Selected extract:
I mean, there's some obvious ones like portfolio construction.
What do you like to see for a pre-seed-seed reserve?
If they're smaller, right, that's no reserves, right? Just get max ownership at first check.
If they're larger, perhaps there's good reason to have a reserve strategy. But yeah, generally 30 max 50% for like a 80 to $100 million fund is kind of makes sense.
The attrition rate between pre-seed and seed is pretty similar.
You don't actually de-risk a ton by waiting another stage and then trying to protect ownership.
So just get max ownership.
There's only a couple of levers you can pull. You can take more ownership in the rounds you're investing into, the same rounds, or you can increase your number of bets, right? Based on the
brand, the access that brand affords this VC in the market, you may or may not have much leverage
on those two factors. So for example, if you're writing half a million dollar checks to a million
dollar checks, you can be collaborative. Your fund model works. If you double your fund size and now you
have to lead rounds in those same rounds, you're going to be bumping into potentially other
stronger branded kind of VCs, top tiers potentially. Let's say you're a 30 to $50
million pre-seed fund. What are some legitimate reasons to get bigger to get $7,500 million?
There's many legitimate reasons. A lot can change between funds. If you had some great
outcomes, you might not be the same kind of caliber. You might have kind of leveled up a few
notches between funds. So that makes a lot of sense. And the more ownership, I think the better.
And if you can demand that in the market, it makes all the sense to increase size.

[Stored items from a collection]
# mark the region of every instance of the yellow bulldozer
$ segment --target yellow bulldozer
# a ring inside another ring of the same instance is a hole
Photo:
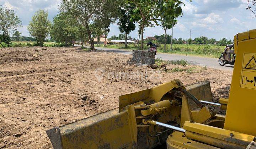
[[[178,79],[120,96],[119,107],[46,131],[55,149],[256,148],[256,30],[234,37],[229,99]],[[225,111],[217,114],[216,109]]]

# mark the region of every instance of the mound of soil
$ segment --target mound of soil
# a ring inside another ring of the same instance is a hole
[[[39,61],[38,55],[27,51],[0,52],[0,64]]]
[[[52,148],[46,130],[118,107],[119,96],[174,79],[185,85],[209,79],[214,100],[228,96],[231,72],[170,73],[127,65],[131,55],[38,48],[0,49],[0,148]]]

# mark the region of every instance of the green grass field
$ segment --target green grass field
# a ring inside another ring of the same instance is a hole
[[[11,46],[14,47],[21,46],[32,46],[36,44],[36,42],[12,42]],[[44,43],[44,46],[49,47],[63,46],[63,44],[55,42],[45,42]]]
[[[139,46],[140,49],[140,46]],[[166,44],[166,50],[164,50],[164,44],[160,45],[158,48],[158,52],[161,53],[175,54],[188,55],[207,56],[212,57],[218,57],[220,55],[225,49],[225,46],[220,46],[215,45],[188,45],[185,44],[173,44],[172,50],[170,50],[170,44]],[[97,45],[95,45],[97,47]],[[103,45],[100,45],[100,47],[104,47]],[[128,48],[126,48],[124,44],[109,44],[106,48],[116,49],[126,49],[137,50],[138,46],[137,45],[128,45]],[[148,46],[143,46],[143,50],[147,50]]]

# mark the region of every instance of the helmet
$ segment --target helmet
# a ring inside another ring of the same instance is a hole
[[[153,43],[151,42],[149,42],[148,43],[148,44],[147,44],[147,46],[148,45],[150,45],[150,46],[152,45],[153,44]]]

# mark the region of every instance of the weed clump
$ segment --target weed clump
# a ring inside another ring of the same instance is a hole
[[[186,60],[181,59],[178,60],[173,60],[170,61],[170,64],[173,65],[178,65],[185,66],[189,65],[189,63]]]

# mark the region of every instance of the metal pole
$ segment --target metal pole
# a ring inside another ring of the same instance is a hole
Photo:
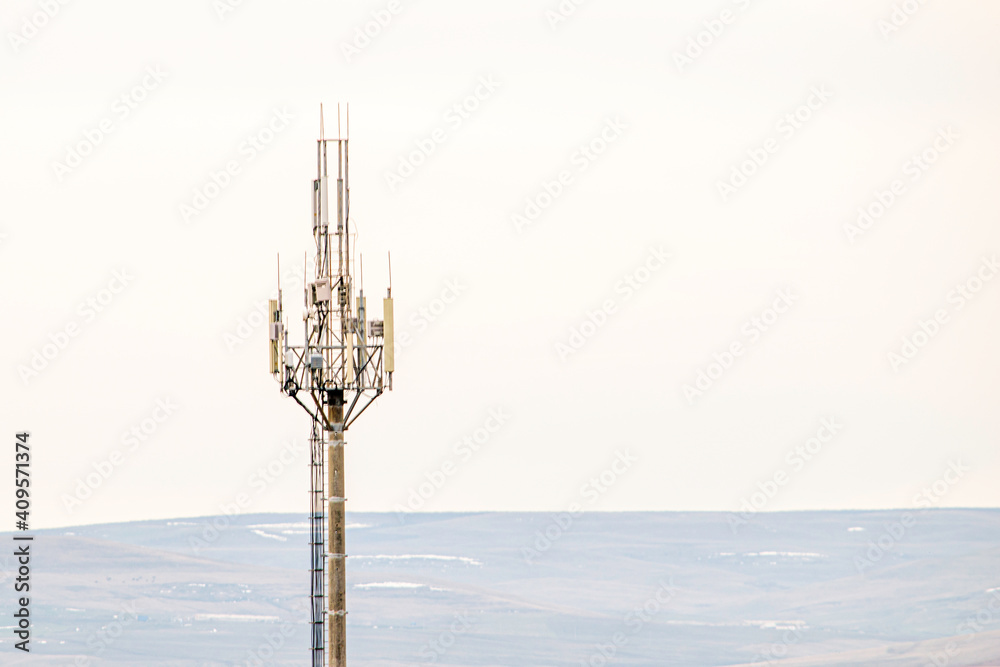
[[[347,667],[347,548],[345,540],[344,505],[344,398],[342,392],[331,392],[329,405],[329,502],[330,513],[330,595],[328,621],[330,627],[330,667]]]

Directions for this task:
Rewrite the fund-sizing text between "If they're larger, perhaps" and "get max ownership.", inclusive, putting "equity" wherever "ownership" appears.

Result for this task:
If they're larger, perhaps there's good reason to have a reserve strategy. But yeah, generally 30 max 50% for like a 80 to $100 million fund is kind of makes sense.
The attrition rate between pre-seed and seed is pretty similar.
You don't actually de-risk a ton by waiting another stage and then trying to protect equity.
So just get max equity.